◆ **Fragmentos de datos**

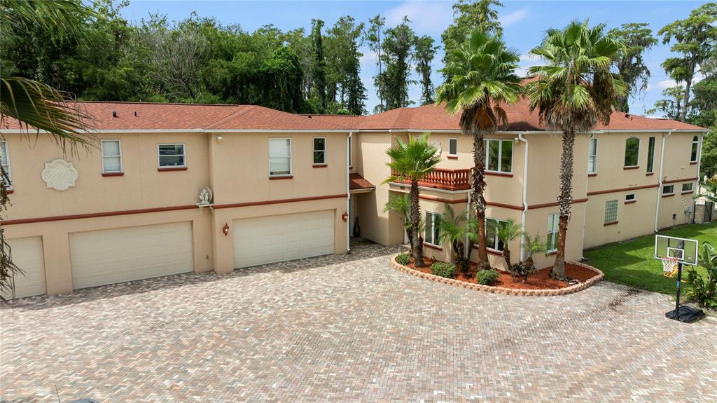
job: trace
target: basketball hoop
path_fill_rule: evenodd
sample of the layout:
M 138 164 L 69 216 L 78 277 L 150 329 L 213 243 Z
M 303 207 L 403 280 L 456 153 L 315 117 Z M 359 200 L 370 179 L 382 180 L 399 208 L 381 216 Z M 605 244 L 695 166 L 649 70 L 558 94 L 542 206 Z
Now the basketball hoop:
M 663 257 L 660 260 L 663 262 L 663 275 L 673 278 L 677 274 L 678 263 L 680 260 L 677 257 Z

◆ **Tarea breve**
Reúne, por favor, todas las líneas del listado que contienen la palabra "basketball". Ten en cuenta que se distinguen mayúsculas y minúsculas.

◆ **Solución resuelta**
target: basketball hoop
Now the basketball hoop:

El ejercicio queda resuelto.